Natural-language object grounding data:
══════════════════════════════

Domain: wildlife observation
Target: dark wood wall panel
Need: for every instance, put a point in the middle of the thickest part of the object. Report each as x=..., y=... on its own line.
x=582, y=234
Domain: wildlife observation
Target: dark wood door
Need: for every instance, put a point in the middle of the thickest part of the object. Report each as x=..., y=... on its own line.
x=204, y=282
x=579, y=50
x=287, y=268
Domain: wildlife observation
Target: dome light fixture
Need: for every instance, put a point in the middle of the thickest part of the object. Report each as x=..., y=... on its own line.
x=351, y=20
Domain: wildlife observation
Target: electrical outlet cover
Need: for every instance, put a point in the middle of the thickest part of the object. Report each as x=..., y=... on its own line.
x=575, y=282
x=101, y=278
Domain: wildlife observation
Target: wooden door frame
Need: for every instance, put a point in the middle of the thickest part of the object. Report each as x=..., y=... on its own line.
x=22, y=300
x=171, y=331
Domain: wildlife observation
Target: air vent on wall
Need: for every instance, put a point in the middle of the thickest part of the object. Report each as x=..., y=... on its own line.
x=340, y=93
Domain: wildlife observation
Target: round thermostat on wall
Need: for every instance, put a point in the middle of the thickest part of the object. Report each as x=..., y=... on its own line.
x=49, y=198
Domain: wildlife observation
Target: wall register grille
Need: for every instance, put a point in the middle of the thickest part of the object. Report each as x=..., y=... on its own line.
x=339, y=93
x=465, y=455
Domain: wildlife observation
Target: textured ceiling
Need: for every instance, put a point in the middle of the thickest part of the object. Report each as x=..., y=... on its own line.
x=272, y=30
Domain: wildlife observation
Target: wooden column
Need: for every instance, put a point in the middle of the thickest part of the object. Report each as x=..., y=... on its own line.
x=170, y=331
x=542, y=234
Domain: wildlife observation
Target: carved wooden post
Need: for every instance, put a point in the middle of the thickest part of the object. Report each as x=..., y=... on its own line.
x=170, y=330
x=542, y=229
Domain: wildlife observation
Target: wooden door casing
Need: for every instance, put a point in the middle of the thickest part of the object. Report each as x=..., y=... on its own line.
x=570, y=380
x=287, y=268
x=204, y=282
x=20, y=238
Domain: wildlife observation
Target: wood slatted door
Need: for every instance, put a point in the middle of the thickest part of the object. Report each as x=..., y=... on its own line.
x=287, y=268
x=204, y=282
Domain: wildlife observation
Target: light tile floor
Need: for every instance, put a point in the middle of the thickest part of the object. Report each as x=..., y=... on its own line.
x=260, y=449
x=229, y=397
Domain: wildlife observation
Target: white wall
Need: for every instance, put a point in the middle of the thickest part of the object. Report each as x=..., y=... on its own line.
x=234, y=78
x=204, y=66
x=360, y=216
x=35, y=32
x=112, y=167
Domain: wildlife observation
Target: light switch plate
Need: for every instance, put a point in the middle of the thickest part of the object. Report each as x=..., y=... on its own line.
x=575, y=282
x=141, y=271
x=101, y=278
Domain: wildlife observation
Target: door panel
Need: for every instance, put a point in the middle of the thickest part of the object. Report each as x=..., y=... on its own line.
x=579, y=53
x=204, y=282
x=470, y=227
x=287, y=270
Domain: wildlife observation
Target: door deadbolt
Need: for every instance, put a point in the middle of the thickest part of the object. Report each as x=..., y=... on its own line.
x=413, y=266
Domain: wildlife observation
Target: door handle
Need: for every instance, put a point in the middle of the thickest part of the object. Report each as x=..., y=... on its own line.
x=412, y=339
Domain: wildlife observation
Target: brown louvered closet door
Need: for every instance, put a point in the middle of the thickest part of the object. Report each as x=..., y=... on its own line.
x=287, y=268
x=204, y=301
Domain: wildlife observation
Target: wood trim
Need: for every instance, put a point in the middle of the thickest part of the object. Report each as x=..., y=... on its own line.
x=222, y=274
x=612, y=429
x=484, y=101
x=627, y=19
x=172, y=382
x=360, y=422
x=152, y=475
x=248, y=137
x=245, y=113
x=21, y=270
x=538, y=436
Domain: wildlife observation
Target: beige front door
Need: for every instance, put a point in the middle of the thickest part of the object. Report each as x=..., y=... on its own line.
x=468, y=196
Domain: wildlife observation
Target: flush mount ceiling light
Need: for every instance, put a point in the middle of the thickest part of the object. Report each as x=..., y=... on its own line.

══════════════════════════════

TRY IT:
Copy out only the lines of the records above from the one with "Target: wooden door casing" through the one with "Target: light switch plate", exactly as they stand, both included.

OUTPUT FOR THIS TASK:
Target: wooden door casing
Need: for every instance, put a point in the middle of the thickest part of the object. Report each as x=..., y=... on its own line.
x=570, y=380
x=287, y=268
x=204, y=282
x=20, y=238
Domain: wildlife observation
Target: wood slatted door
Need: for every instance, put a point in the middle of the thickest part of the object. Report each as x=..., y=... on its own line.
x=287, y=268
x=204, y=282
Domain: wildlife observation
Target: light tile floor
Need: for every instance, put a point in the middle of the thickest part of the object. Report each as x=..., y=... on its own line.
x=260, y=449
x=229, y=397
Domain: wildlife observation
Target: white wall
Need: for every instance, put a point in the middle of the thickest part of the object. Report each as x=..., y=... on its own line.
x=234, y=78
x=204, y=66
x=360, y=216
x=35, y=32
x=112, y=167
Domain: wildlife observation
Target: light switch plate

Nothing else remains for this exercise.